Find each row below that contains the word "white" and copy those rows in full.

═══ Working data ═══

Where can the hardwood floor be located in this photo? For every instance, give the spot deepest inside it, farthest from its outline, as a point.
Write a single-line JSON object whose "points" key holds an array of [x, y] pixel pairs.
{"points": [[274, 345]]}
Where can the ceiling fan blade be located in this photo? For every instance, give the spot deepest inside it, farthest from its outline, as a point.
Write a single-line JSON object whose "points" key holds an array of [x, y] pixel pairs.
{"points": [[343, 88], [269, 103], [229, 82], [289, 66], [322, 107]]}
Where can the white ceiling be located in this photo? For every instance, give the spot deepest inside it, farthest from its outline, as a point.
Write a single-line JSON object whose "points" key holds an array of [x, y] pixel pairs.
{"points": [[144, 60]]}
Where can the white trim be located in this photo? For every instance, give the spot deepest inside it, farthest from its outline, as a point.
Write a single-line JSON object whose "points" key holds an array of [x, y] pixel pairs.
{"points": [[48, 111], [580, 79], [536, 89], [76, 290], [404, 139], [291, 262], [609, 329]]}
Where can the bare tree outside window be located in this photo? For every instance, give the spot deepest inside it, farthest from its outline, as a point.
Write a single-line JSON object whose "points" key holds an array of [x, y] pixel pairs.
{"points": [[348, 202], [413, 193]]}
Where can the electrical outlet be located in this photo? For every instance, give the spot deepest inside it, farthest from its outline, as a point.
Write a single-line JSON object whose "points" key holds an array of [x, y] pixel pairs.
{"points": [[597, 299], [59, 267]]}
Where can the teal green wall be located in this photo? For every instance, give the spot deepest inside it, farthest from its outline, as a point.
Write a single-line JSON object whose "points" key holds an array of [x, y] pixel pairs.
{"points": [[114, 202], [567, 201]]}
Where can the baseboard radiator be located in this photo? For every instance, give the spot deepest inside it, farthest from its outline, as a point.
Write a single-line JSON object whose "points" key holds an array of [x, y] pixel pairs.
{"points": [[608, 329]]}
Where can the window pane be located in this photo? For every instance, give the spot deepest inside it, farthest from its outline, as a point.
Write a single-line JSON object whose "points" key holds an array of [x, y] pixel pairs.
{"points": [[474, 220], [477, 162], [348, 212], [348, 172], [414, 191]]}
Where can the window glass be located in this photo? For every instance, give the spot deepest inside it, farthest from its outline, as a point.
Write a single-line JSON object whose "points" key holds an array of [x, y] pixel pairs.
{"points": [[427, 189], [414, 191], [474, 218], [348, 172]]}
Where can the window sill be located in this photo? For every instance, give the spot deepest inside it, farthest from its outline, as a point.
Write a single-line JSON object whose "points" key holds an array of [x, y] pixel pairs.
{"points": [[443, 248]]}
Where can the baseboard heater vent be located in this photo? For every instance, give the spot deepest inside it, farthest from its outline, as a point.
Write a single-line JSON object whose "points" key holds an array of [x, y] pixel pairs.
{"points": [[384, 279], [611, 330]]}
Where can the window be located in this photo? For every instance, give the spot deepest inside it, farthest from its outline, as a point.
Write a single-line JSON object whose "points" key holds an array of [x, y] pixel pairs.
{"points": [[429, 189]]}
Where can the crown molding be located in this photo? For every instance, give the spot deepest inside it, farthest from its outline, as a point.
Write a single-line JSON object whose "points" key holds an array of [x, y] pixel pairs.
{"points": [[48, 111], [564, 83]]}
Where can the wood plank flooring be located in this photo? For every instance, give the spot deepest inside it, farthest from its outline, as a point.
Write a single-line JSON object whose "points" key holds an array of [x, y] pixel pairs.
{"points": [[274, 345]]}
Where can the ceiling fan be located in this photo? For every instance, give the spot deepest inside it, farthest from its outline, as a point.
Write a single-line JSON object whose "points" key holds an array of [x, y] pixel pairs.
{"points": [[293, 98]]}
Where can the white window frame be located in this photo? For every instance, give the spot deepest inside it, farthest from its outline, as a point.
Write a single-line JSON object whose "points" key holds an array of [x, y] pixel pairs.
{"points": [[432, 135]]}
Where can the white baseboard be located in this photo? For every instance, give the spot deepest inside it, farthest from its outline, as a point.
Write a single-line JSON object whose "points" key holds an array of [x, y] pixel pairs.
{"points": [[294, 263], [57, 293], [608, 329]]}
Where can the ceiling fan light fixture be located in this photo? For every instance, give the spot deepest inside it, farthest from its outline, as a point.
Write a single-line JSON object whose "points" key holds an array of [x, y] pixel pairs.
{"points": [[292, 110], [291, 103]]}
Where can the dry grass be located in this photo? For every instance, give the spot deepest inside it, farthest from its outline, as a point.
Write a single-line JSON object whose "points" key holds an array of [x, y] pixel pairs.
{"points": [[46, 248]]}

═══
═══ Working data ═══

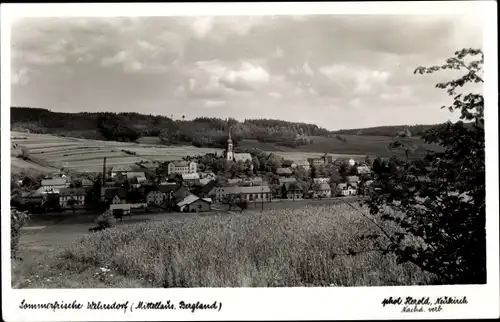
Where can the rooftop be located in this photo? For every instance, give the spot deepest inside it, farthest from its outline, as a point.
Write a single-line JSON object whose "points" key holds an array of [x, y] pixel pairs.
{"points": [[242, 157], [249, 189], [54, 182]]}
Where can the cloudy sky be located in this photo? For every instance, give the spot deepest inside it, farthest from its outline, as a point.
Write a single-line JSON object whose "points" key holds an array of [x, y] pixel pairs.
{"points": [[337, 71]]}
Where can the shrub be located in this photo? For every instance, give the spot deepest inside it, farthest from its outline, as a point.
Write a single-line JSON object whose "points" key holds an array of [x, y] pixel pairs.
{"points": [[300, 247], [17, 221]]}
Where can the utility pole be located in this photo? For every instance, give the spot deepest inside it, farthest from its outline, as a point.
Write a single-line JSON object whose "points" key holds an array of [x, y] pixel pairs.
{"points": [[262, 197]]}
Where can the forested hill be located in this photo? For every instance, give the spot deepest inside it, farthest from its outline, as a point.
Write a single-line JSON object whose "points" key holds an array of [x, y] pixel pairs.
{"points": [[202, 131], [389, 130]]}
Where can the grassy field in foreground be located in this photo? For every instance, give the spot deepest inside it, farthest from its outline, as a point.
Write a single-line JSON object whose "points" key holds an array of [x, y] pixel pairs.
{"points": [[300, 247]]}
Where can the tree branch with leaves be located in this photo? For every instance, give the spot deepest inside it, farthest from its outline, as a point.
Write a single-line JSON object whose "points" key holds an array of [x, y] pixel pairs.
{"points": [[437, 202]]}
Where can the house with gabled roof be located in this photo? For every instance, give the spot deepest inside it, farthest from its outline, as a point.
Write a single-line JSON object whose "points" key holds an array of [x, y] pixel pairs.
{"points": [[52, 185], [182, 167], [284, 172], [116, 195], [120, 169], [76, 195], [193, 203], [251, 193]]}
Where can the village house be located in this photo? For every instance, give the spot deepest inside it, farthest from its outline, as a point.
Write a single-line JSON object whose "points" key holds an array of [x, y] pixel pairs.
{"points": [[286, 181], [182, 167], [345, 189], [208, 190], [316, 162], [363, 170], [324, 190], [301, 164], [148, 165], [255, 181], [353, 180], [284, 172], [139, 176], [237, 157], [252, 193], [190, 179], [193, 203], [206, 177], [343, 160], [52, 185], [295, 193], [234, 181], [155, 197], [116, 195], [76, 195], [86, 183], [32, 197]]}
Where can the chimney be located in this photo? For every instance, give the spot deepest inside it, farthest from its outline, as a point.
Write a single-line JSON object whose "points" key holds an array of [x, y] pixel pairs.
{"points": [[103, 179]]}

═══

Full answer ->
Where can the white ceiling be located in this photo? For every instance, give the spot deepest inside it, farthest from its outline, as a point.
Where can the white trim be located in this photo? For every instance, give the spot deepest inside it, farthest from its outline, as a point.
Where can the white window frame be located in this photo? For every instance, give the spot deepest inside it, farthest from its outline, as a point.
Where can the white baseboard be located in this photo? For every instance, give the spot deepest inside it, farthest from its outline, as a point.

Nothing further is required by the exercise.